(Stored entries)
- Opening Delimiter -

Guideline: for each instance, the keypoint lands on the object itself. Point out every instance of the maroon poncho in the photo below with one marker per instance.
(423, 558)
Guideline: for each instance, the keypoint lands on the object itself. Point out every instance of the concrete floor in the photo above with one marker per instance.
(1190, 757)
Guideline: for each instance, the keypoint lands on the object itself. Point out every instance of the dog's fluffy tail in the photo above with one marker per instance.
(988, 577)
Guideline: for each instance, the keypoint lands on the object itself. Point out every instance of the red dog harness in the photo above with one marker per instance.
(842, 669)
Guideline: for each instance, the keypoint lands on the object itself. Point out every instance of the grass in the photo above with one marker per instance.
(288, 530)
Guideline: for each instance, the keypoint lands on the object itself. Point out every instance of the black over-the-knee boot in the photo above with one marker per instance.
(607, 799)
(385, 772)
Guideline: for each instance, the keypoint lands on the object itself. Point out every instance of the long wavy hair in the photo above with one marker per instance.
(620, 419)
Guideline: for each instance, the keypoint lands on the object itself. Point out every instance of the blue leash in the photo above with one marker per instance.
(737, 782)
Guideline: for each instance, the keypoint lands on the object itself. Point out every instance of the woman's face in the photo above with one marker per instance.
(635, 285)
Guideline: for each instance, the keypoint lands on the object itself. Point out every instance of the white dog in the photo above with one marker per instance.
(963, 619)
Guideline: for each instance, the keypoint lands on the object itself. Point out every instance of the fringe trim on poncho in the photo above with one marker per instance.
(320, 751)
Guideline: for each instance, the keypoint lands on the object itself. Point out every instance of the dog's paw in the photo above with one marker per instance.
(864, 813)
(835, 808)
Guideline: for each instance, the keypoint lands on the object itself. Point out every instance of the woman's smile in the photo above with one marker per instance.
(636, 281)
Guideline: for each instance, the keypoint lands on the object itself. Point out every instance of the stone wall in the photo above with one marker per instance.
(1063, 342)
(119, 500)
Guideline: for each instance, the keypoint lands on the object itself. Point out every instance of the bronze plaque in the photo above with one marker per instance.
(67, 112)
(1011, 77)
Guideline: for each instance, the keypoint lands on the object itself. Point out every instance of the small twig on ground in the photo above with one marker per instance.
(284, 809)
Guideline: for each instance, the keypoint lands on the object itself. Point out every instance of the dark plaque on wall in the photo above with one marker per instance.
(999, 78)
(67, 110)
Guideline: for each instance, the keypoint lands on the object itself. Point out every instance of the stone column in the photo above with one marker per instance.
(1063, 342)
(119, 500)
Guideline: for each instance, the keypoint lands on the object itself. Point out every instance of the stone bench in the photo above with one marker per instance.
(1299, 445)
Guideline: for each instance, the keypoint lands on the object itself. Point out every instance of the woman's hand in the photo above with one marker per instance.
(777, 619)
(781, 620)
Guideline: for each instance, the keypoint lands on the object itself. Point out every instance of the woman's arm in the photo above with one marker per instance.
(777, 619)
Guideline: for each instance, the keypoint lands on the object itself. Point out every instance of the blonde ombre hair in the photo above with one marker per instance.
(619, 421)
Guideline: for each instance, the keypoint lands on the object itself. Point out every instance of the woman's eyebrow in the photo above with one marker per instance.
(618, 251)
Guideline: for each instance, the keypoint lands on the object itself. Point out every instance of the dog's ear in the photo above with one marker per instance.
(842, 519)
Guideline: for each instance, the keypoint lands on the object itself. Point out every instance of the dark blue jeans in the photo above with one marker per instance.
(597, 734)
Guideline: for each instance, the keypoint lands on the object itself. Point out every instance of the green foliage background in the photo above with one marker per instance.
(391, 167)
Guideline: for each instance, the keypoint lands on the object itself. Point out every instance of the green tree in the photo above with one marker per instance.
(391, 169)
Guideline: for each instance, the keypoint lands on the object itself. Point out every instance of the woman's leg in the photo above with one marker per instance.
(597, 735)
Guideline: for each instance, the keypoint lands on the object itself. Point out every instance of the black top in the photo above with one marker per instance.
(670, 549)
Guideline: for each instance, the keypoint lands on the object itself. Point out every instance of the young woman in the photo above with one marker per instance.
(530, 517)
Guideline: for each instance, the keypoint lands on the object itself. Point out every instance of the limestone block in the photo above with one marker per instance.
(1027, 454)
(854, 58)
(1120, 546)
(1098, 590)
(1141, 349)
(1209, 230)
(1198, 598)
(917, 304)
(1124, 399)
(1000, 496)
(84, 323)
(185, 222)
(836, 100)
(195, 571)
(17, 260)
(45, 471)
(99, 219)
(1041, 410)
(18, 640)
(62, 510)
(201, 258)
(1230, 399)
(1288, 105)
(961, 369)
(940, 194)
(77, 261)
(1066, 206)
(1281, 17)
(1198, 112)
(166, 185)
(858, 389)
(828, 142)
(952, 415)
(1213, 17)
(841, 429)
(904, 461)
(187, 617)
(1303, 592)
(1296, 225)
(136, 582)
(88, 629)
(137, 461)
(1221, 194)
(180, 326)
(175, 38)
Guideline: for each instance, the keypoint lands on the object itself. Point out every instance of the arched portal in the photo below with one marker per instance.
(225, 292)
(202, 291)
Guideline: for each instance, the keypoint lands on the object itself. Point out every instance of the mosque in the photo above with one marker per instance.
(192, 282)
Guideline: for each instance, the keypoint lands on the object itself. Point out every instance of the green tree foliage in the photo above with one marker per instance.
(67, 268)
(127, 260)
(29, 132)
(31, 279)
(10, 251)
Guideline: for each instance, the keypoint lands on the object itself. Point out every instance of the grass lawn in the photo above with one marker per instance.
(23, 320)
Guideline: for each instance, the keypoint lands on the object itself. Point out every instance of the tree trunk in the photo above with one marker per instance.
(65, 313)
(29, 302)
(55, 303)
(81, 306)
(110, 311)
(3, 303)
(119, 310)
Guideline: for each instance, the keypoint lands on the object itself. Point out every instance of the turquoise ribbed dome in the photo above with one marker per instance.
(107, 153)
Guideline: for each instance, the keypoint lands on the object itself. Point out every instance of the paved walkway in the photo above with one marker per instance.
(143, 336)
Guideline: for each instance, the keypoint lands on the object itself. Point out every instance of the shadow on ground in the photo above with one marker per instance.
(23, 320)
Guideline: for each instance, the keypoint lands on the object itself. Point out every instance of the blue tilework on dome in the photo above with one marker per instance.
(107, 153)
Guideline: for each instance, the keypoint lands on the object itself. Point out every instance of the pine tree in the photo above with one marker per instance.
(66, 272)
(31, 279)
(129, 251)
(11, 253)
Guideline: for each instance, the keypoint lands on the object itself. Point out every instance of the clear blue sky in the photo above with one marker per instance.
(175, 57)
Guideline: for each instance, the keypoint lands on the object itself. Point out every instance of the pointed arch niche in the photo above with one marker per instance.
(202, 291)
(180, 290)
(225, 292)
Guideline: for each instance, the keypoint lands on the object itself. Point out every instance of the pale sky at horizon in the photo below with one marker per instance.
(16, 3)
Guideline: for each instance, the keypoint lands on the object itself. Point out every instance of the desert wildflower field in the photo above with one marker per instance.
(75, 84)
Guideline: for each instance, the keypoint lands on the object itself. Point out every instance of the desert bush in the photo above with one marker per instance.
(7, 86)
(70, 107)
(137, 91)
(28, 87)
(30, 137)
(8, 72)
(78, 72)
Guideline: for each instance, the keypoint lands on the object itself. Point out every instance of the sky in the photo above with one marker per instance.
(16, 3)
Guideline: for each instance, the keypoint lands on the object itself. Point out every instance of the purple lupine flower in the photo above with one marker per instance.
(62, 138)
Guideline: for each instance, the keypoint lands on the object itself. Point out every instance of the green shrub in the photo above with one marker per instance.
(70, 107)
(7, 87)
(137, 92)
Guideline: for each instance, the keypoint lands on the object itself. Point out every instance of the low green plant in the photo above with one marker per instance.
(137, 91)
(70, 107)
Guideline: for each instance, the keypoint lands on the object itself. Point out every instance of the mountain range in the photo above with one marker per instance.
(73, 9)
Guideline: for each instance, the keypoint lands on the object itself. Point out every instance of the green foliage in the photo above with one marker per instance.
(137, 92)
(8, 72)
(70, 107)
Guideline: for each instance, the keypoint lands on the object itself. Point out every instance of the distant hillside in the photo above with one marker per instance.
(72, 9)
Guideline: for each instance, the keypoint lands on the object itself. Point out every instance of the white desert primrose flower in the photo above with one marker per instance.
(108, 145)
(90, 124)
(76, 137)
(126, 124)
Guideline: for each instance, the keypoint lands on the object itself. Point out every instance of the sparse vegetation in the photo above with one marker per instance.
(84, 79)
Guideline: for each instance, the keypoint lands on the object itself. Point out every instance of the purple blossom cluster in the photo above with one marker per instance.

- Closing Delimiter -

To do:
Look above for the line containing "of the mountain", then transcribe it and all lines after it through the last, exactly and with nothing else.

Solution:
Guideline: for each instance, the keypoint lands on the object itself. Point out every instance of the mountain range in the photo above with one marker per instance.
(73, 9)
Guideline: for each instance, the keypoint lands on the object itself. Point out every instance of the green foliage in the photo above with one marker per instance.
(137, 92)
(8, 72)
(70, 107)
Guideline: for each instance, the keypoint lands on the object itself. Point out every instance of the distant hillside in the photo above with one marker per instance.
(72, 9)
Guideline: for each instance, the keypoint lands on the object itself. Point out every instance of the white desert primrose flower in the photo above with one marker per instance.
(108, 145)
(90, 124)
(76, 137)
(126, 124)
Guideline: for each instance, the keypoint lands on the object itself. Point out every instance of the sparse vegetation in the photo above with one marker per instance.
(84, 79)
Guideline: for each instance, the keypoint lands on the object itself. Point out every instance of the purple blossom cluster in the photo above with one marker per instance.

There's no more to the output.